[Work request]
Copy out the items word for word, from their very first line through the line containing "171L382 217L398 158L379".

Stored data:
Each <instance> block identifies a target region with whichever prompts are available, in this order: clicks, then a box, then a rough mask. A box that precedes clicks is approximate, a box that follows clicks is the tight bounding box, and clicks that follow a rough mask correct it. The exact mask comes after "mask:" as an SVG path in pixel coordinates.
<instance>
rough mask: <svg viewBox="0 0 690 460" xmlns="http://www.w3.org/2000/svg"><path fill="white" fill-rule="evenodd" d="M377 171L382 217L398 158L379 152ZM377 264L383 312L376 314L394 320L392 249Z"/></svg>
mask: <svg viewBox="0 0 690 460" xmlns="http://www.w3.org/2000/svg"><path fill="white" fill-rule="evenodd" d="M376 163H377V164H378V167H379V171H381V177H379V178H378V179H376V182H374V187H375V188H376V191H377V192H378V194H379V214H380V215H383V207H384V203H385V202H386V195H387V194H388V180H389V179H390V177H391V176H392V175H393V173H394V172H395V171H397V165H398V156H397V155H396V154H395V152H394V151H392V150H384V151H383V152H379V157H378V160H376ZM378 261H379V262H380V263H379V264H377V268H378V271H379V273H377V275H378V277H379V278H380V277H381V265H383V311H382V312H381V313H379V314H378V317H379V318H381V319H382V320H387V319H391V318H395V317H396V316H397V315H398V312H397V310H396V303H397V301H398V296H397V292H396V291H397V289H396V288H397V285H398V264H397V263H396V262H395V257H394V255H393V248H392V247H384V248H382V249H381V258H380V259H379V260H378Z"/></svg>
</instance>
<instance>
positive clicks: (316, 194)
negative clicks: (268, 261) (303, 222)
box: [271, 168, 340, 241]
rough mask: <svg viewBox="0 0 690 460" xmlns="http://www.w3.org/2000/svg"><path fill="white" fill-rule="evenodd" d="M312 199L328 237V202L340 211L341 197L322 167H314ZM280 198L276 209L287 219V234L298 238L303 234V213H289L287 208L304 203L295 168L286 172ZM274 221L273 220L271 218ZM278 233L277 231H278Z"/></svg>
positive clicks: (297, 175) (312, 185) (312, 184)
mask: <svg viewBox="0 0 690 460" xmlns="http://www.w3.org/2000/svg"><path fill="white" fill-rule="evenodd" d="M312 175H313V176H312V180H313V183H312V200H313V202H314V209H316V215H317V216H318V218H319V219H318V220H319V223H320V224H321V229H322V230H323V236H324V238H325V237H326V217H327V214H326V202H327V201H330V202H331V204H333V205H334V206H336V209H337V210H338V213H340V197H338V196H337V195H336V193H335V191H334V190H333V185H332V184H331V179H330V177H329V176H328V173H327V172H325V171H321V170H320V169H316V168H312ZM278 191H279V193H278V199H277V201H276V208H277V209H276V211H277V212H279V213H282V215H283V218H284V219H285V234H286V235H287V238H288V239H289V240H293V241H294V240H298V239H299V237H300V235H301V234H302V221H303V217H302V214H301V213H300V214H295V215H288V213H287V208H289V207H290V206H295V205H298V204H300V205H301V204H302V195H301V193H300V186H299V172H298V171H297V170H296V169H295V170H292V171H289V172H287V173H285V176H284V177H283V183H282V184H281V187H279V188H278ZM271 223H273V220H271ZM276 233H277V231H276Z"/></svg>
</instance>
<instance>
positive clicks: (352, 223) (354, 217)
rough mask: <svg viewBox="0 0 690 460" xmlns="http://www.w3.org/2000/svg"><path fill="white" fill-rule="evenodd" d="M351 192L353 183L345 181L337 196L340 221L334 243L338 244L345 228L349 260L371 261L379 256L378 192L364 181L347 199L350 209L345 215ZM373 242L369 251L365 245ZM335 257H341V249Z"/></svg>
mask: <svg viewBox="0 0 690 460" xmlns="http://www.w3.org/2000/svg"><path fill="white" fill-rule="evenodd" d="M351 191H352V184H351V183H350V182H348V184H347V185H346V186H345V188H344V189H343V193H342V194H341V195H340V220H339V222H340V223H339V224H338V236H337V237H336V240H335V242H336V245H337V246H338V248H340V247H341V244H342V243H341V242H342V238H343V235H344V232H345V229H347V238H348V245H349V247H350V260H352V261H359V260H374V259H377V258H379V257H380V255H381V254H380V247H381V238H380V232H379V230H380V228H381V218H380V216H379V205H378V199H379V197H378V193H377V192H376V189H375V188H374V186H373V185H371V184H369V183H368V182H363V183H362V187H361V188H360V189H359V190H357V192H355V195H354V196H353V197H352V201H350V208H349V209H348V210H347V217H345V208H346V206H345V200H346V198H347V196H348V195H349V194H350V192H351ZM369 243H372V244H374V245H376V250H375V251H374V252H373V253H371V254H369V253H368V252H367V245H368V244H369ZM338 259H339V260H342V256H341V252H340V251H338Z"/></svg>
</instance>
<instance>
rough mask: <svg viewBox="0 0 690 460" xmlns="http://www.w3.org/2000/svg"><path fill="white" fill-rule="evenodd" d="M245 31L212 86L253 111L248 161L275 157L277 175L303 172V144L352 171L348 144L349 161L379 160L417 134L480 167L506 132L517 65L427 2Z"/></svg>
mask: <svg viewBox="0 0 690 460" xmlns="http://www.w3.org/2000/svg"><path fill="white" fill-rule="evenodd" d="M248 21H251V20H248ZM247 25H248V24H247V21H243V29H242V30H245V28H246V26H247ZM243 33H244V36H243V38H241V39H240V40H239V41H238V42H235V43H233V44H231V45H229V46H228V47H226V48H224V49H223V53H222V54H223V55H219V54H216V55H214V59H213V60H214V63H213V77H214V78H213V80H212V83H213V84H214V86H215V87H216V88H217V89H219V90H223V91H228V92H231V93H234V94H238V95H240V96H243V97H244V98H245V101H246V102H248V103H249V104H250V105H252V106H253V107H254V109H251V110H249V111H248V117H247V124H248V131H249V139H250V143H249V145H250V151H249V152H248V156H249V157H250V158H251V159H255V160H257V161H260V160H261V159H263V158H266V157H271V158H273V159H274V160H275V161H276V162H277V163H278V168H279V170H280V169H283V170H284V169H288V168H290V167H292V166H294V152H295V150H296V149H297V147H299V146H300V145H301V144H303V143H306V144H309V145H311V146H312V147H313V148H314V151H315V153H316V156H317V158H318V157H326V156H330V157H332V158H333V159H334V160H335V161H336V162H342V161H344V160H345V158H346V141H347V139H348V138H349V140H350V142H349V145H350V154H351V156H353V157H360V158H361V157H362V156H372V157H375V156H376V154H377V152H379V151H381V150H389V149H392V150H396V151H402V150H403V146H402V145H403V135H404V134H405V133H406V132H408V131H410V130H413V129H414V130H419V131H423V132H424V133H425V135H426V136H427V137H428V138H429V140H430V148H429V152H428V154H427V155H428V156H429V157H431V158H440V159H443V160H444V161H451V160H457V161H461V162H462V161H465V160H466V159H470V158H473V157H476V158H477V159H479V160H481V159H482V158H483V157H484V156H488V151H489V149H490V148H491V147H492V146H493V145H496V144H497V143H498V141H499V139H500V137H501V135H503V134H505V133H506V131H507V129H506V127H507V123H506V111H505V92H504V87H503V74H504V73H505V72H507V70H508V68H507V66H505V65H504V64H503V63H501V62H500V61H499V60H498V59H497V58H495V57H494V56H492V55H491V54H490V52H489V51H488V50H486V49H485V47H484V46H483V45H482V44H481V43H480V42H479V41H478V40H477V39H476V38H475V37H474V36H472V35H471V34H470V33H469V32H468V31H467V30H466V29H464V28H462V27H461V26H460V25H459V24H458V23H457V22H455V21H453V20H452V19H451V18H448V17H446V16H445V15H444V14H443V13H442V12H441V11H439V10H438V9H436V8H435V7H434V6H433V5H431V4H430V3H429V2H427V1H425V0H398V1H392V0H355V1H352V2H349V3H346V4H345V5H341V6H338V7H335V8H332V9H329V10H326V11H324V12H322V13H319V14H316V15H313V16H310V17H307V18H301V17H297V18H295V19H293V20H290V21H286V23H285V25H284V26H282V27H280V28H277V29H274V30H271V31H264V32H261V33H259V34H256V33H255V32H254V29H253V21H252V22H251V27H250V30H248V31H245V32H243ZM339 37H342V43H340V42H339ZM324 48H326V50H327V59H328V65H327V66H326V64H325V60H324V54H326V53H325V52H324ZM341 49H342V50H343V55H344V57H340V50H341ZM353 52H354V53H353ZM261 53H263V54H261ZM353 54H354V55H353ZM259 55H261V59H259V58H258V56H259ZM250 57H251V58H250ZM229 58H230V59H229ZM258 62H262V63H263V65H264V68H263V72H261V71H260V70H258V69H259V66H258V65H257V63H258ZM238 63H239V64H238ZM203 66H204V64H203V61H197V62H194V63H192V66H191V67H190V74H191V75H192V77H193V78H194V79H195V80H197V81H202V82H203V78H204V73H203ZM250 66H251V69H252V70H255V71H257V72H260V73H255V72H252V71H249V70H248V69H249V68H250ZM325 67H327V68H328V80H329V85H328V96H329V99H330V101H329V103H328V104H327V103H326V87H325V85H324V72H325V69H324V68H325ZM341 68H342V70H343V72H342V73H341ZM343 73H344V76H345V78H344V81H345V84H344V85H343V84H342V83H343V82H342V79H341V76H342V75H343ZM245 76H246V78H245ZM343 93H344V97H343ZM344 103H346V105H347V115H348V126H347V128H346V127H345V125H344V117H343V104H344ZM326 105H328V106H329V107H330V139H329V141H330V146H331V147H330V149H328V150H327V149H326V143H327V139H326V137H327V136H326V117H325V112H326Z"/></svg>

[Solution]
Each <instance> block identifies a target region with whichever prompts are available, in this order: clicks, then a box, then a rough mask. A box that precedes clicks is approximate, a box that follows clicks is the tight bounding box, and clicks that follow a rough mask correct it. The exact mask comes after "mask:" as an SVG path in pixel coordinates.
<instance>
rough mask: <svg viewBox="0 0 690 460" xmlns="http://www.w3.org/2000/svg"><path fill="white" fill-rule="evenodd" d="M377 171L382 217L398 158L379 152ZM377 264L383 312L376 314L394 320L392 249Z"/></svg>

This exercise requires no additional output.